**ASSIGNED TASK**. When the line containing "locate the concrete" is reached, copy it and each subsequent line of the material below exactly, through the last line.

***** RECORDS TO USE

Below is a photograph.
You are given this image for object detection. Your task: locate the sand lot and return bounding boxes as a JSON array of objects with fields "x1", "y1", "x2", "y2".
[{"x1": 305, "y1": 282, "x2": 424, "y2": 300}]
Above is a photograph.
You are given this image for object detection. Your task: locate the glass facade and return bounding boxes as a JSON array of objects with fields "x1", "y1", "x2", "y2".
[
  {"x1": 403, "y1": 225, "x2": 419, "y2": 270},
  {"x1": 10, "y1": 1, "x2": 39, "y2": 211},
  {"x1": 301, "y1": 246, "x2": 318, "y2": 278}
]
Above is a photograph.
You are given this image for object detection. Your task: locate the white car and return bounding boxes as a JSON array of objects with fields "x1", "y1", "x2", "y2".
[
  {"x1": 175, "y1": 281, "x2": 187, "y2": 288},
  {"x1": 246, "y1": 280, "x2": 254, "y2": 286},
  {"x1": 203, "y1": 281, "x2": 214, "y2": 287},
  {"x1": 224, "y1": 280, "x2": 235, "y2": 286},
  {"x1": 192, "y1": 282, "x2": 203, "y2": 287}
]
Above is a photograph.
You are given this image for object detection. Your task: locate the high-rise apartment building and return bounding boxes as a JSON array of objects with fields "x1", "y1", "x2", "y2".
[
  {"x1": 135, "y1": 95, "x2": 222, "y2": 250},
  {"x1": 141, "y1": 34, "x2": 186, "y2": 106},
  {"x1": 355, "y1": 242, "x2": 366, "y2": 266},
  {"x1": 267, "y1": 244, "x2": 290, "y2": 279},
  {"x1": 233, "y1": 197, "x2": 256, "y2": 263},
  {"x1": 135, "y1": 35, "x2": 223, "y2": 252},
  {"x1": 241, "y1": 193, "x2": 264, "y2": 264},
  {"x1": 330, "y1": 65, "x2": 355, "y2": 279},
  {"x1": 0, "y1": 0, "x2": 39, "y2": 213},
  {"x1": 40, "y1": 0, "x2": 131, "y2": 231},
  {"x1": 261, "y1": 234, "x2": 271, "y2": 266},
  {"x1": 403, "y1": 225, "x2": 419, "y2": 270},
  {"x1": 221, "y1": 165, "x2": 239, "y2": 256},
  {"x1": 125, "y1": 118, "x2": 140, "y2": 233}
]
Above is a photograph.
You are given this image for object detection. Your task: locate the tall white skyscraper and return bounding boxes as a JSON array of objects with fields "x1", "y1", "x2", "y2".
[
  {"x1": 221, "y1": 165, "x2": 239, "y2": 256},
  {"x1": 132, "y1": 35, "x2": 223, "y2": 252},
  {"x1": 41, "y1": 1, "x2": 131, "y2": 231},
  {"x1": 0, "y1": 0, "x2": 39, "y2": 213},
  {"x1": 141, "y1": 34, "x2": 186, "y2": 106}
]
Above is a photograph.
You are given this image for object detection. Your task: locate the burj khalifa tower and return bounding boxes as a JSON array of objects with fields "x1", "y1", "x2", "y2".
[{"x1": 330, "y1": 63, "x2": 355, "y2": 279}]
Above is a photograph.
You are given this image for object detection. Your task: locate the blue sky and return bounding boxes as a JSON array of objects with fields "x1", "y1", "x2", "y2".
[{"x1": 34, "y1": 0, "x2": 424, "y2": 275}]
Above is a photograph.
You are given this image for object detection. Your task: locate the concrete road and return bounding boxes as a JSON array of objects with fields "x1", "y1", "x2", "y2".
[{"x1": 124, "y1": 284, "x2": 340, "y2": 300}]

**********

**ANSWER FOR THE TASK**.
You are given this image for object detection. Your task: locate the concrete road and return bounding boxes as a JSON array of objects with fields "x1", "y1", "x2", "y2".
[{"x1": 124, "y1": 284, "x2": 340, "y2": 300}]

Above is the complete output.